Can you print the listing's lines exactly, from the line with "68, row 331." to the line with "column 328, row 188", including both of those lines?

▶ **Dataset**
↓

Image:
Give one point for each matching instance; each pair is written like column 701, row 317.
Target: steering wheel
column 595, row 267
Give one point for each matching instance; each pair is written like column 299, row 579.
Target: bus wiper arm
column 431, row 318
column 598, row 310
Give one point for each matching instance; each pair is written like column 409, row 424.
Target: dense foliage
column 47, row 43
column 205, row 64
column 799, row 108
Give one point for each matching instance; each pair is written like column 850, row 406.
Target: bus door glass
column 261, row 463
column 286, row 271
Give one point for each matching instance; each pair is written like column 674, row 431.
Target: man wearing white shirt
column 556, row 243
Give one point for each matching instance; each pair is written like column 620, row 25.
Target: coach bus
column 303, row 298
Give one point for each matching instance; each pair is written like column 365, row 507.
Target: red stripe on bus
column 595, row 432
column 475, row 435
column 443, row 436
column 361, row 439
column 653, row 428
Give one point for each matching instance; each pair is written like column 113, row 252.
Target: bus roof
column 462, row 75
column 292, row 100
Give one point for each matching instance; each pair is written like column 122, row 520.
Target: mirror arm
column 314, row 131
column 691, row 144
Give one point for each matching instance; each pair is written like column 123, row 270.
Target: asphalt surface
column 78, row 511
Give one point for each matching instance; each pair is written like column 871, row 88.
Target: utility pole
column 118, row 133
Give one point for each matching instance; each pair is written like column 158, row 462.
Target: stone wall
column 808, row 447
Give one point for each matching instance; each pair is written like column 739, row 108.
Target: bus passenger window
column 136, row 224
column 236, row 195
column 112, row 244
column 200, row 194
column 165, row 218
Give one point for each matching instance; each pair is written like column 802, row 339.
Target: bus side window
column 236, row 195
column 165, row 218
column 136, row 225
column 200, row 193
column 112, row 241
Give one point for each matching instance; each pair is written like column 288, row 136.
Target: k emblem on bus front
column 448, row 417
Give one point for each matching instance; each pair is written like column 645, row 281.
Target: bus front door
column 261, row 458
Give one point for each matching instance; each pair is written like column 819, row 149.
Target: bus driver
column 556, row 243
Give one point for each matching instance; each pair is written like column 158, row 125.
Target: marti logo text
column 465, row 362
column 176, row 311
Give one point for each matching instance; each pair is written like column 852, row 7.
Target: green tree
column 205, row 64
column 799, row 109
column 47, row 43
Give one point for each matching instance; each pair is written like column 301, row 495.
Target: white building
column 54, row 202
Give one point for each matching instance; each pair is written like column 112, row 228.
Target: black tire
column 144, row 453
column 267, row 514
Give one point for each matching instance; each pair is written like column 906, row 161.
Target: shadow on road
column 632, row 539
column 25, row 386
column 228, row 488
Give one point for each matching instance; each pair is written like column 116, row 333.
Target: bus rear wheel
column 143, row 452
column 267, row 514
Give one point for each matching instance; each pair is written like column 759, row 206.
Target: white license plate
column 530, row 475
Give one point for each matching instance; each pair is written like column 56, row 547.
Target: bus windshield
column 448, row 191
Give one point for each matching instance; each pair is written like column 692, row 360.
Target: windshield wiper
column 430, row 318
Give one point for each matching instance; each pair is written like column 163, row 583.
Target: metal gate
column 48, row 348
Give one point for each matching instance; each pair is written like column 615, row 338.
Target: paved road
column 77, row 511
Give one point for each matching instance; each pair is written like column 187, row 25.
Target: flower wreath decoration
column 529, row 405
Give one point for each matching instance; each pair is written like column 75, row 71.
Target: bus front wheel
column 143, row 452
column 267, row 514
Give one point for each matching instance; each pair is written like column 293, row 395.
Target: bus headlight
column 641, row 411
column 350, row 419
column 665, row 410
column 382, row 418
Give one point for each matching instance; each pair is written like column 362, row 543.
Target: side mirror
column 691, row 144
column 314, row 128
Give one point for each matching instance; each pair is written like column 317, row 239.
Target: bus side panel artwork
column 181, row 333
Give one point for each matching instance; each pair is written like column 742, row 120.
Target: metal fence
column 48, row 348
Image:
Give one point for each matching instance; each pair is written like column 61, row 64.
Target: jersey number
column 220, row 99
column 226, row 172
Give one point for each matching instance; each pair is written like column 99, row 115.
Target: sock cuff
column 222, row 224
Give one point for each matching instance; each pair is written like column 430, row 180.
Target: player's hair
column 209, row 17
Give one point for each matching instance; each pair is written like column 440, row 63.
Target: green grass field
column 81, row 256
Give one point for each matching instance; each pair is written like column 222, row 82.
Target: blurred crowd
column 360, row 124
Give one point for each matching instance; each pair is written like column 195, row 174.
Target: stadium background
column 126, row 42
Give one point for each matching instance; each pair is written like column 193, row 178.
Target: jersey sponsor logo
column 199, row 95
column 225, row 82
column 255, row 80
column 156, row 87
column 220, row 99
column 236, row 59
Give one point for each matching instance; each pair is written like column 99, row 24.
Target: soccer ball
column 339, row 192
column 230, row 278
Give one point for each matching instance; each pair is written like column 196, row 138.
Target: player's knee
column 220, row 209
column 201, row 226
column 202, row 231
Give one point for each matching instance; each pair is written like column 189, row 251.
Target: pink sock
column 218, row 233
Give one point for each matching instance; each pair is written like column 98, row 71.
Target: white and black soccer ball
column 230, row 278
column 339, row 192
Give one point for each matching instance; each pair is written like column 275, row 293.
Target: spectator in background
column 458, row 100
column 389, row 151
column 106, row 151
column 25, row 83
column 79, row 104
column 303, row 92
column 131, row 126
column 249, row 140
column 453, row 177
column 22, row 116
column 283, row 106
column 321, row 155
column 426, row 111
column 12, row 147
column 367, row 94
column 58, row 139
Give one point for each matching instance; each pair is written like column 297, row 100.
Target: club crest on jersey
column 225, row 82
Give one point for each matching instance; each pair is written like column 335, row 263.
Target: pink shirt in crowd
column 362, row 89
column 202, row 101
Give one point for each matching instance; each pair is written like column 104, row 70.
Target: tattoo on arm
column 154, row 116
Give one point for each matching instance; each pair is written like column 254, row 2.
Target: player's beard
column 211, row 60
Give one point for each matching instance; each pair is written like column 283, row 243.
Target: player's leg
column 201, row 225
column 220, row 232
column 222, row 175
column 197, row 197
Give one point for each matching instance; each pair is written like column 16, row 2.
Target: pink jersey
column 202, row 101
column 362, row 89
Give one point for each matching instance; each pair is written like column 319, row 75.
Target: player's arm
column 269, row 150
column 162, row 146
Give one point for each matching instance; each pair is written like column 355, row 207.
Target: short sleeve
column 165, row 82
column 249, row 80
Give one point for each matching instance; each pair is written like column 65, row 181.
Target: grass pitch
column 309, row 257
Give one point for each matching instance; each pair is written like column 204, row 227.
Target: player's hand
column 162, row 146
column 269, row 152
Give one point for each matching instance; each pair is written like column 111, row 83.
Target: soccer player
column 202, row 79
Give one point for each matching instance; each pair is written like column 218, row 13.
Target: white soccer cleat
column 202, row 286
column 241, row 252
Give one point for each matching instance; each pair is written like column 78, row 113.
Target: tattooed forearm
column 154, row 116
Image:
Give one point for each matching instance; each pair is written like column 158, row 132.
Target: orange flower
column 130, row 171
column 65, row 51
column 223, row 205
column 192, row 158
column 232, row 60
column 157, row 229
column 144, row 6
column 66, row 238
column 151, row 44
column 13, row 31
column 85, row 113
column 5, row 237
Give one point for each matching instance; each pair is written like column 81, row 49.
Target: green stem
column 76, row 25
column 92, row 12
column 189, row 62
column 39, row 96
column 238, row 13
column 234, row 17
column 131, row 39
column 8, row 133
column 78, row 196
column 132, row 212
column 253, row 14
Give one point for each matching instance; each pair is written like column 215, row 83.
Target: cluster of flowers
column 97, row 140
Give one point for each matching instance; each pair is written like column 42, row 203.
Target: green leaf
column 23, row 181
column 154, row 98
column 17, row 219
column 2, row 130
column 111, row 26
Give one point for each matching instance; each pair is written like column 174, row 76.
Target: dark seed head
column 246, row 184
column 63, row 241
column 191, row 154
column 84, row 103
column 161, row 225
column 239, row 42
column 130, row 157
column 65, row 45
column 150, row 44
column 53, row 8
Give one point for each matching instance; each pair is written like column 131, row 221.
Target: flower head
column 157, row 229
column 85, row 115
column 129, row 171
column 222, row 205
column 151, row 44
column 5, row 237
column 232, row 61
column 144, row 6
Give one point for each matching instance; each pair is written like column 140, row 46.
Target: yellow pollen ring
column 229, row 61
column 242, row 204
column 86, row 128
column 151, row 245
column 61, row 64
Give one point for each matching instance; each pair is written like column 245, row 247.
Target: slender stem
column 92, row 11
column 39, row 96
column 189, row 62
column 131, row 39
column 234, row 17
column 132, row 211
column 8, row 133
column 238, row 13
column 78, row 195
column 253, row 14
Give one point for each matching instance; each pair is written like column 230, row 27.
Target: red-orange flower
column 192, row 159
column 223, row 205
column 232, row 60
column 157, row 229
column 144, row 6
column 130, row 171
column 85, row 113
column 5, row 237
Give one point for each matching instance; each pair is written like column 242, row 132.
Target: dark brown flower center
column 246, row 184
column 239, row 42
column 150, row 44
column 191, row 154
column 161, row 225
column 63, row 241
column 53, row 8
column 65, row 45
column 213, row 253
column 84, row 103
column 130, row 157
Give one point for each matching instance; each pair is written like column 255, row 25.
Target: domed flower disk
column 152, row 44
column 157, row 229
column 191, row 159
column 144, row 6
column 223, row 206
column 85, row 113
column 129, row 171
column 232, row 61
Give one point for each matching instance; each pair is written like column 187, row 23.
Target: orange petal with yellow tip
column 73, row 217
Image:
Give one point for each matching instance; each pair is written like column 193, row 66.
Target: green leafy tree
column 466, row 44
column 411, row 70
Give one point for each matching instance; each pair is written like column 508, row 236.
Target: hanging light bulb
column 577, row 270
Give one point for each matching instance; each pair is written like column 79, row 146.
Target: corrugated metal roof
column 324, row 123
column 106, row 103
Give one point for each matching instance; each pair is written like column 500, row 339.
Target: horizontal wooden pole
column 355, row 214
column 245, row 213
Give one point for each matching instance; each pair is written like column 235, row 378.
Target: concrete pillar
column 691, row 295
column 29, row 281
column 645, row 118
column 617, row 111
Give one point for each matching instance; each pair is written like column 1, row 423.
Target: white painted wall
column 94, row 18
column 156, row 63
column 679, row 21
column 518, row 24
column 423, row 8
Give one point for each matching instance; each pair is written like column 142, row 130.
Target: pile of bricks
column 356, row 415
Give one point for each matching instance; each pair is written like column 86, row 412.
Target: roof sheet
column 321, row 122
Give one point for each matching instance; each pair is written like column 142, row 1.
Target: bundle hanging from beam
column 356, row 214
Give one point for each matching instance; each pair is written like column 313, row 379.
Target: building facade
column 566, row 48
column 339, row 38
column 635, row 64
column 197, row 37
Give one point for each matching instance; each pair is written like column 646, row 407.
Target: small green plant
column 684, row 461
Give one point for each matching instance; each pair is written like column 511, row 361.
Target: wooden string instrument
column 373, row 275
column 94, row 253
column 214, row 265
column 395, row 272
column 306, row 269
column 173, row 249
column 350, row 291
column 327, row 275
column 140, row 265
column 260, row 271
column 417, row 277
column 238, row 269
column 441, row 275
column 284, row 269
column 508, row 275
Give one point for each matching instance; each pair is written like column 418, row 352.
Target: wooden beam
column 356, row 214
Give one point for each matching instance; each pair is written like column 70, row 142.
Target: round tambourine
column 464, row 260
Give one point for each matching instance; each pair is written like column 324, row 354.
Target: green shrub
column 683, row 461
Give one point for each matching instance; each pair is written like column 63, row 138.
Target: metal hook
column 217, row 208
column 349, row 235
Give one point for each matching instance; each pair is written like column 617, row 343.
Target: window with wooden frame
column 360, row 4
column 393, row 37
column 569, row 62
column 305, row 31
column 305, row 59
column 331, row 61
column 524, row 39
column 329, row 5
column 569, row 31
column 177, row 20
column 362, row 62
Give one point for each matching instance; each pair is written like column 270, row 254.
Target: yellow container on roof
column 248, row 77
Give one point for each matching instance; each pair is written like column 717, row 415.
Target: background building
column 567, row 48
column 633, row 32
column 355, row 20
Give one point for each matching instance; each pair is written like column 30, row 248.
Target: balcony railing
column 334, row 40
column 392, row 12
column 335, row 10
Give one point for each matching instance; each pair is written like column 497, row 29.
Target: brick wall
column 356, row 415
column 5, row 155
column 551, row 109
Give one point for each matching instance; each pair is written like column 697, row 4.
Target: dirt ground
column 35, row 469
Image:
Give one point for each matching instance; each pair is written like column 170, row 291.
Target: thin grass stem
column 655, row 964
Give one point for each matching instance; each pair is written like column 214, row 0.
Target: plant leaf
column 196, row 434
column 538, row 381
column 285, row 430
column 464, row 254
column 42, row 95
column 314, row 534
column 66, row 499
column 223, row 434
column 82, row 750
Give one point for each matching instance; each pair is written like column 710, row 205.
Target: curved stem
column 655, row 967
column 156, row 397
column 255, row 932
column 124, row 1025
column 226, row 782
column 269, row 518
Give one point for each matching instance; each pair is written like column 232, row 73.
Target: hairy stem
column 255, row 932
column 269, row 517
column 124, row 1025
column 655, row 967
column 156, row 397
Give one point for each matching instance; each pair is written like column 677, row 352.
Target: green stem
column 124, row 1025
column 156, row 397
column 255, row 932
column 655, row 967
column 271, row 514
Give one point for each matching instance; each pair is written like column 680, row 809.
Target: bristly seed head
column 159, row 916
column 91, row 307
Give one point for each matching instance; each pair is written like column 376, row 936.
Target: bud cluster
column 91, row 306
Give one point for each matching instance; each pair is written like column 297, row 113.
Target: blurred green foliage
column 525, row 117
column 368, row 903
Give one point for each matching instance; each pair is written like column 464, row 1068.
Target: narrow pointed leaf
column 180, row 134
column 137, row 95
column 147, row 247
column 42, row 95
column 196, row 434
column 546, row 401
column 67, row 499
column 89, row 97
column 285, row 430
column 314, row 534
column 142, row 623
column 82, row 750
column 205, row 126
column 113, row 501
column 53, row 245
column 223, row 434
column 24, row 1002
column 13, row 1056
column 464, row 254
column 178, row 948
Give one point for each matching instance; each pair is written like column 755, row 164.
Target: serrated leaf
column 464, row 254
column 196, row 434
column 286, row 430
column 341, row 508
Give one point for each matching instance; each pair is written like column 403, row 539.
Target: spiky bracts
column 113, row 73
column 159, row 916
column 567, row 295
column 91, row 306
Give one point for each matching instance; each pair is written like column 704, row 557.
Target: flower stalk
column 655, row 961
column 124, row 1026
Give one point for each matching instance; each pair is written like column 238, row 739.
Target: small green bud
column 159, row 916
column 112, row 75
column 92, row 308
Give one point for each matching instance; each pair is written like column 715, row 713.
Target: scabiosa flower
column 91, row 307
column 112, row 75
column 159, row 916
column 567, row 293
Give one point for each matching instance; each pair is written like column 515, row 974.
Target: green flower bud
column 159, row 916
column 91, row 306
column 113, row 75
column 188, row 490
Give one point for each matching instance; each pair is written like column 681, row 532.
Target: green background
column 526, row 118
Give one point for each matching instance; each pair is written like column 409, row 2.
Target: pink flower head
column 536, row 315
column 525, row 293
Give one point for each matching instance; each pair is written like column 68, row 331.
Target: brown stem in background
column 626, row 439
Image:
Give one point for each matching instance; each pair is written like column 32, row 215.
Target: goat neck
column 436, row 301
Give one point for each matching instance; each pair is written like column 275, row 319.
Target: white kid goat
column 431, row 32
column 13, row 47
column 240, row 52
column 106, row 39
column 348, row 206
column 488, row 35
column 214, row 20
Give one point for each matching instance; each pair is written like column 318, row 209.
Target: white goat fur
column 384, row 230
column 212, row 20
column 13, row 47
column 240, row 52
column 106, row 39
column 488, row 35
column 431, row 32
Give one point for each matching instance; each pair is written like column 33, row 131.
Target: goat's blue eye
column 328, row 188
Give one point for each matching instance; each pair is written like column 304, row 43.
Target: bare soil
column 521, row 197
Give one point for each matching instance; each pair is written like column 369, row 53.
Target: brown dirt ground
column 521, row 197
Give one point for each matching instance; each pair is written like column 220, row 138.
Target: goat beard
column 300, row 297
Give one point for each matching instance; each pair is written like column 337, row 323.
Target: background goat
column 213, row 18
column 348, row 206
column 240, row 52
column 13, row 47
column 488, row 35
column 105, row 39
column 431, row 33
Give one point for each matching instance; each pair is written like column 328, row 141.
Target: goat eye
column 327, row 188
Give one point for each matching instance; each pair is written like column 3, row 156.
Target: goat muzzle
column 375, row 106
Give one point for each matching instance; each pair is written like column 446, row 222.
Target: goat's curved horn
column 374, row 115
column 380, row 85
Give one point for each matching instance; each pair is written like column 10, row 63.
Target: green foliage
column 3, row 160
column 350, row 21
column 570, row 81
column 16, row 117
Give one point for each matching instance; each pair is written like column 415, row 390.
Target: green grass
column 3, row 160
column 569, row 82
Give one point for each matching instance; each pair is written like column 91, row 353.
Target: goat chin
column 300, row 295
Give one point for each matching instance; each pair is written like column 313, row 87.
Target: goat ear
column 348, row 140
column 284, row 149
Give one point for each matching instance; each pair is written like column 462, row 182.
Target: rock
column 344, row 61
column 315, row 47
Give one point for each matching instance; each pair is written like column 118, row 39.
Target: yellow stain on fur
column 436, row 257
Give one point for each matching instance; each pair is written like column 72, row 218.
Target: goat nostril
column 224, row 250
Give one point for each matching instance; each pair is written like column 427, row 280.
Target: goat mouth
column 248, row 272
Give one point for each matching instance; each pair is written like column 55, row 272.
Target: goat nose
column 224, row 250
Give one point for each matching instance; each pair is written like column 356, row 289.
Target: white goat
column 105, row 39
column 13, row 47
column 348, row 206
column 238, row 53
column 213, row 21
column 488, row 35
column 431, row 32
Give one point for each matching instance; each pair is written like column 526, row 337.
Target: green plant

↑

▶ **Exercise output**
Give one point for each matching instance; each pair is written like column 68, row 331.
Target: brown stem in background
column 626, row 439
Image:
Give one point for each matching instance; each pair is written like column 32, row 215.
Target: goat neck
column 436, row 301
Give one point for each matching instance; each pair is written like column 275, row 319.
Target: white kid goat
column 431, row 32
column 13, row 47
column 240, row 52
column 106, row 39
column 348, row 206
column 488, row 35
column 214, row 20
Give one point for each matching instance; each pair is written like column 318, row 209.
Target: white goat fur
column 384, row 230
column 212, row 20
column 13, row 47
column 240, row 52
column 106, row 39
column 488, row 35
column 431, row 32
Give one point for each matching instance; each pair is written like column 33, row 131.
Target: goat's blue eye
column 328, row 188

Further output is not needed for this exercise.